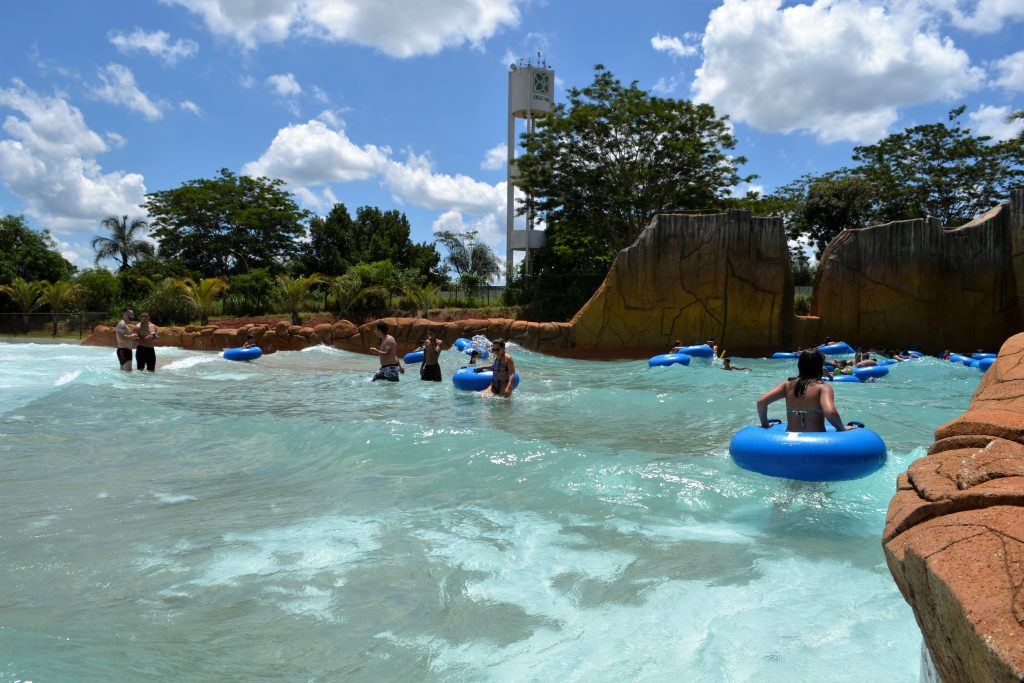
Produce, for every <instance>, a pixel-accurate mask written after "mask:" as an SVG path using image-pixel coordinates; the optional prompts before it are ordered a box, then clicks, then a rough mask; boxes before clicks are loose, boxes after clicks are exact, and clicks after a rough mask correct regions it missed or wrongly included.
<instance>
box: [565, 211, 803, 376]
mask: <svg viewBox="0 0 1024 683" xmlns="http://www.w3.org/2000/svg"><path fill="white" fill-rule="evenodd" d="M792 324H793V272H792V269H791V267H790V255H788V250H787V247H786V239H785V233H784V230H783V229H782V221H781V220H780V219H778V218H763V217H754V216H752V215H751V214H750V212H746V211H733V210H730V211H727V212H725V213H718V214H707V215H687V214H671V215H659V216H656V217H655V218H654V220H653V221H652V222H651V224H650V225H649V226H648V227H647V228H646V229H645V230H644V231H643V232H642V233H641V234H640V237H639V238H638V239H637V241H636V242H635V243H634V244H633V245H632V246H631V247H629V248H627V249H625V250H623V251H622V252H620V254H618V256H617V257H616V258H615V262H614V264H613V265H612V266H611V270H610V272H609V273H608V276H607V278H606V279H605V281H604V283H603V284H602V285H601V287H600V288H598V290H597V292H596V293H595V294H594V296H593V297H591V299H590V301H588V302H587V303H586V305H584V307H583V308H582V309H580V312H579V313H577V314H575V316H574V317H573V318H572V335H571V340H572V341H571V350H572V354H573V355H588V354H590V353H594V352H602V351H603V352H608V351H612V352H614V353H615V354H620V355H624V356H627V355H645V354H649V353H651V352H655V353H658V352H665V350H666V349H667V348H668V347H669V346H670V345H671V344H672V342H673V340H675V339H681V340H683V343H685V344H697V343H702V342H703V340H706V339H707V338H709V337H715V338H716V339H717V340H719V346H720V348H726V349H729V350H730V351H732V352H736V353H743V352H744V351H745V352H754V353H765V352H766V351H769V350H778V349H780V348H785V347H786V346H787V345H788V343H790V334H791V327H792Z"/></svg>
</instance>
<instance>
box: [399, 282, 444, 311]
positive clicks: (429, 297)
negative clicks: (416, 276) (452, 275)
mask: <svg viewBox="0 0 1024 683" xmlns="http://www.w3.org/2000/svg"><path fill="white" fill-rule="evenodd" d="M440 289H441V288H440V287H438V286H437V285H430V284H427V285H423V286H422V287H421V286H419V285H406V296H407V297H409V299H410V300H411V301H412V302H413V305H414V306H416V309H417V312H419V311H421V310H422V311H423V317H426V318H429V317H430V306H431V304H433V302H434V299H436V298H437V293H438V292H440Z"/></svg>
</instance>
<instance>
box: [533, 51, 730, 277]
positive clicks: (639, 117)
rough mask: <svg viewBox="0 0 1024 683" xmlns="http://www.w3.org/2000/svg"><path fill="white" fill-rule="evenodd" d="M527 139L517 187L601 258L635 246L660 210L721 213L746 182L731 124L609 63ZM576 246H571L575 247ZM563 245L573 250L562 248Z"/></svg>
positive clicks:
........
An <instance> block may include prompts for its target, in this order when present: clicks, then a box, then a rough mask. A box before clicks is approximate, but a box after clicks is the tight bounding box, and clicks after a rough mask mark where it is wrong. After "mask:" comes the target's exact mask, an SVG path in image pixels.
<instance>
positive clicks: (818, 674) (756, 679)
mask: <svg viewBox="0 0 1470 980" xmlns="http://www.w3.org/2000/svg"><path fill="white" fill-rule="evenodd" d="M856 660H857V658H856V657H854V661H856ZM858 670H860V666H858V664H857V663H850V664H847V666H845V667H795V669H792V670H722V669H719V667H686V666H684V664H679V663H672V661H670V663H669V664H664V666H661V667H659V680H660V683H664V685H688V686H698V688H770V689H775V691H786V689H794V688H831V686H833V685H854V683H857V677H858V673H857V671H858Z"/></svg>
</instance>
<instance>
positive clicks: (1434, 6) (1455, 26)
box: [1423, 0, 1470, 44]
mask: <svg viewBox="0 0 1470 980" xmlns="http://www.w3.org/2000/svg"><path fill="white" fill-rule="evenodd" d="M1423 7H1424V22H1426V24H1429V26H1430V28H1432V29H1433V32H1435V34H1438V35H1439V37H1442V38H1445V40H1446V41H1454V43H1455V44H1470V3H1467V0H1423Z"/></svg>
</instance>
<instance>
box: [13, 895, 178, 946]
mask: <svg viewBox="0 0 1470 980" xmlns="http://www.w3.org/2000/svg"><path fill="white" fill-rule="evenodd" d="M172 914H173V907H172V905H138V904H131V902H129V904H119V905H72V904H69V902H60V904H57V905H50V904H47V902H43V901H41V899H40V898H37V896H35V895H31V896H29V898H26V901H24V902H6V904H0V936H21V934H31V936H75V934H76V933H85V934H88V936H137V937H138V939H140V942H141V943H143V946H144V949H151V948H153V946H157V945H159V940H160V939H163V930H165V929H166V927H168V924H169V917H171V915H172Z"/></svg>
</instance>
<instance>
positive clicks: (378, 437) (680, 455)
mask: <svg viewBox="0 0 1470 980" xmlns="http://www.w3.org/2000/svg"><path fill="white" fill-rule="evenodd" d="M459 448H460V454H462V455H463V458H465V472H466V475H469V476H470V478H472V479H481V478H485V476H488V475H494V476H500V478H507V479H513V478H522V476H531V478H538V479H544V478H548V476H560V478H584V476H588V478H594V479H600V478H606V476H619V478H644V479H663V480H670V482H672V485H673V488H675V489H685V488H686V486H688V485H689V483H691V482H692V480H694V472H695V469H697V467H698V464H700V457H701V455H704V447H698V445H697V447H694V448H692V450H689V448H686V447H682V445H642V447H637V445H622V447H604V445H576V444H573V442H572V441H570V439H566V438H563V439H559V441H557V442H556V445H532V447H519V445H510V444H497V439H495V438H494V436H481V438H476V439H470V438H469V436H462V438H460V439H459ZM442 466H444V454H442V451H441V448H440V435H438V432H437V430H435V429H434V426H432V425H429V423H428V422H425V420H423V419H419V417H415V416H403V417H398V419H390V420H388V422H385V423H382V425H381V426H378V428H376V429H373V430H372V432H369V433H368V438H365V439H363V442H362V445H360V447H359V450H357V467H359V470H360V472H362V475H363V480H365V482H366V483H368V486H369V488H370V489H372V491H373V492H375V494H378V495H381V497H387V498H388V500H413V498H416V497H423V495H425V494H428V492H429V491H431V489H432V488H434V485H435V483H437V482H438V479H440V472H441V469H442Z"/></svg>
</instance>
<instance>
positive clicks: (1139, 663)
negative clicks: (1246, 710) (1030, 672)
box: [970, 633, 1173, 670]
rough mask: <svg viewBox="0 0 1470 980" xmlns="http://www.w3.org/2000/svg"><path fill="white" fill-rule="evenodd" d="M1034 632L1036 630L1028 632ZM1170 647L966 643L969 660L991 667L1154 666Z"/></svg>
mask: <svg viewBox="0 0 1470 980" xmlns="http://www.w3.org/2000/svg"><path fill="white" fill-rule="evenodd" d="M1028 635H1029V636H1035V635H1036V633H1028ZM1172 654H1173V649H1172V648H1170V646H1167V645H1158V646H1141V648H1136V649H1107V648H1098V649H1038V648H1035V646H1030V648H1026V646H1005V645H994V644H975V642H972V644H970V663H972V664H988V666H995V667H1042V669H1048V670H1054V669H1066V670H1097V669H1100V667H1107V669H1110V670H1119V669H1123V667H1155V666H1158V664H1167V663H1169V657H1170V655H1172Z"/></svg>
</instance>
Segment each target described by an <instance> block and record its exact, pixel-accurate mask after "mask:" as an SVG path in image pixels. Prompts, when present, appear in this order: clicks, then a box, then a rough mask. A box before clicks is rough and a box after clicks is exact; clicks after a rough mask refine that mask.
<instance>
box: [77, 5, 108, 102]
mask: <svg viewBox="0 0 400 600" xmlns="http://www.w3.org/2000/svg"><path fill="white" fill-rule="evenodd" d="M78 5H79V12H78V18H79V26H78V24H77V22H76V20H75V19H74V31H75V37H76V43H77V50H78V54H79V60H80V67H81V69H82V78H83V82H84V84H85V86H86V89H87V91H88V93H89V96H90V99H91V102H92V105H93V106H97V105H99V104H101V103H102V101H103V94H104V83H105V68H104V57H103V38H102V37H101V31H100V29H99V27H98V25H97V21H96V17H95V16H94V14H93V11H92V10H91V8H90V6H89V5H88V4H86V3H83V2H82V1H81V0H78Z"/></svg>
........
*YOUR TASK*: Could you rewrite the data from the line containing "Produce, for every" through the line containing "box: [565, 211, 803, 376]", replacing "pixel-accurate" with "precise" and leaving everything else unchanged?

*RESULT OF THIS TASK*:
Produce, for every <instance>, a precise mask written after "mask:" as an SVG path using image-pixel coordinates; the optional prompts before it are ordered a box, then clicks, then a rough mask; boxes before clicks are loose, boxes after clicks are exact, and clicks after a rough mask correct regions it missed or wrongly included.
<instance>
box: [565, 211, 803, 376]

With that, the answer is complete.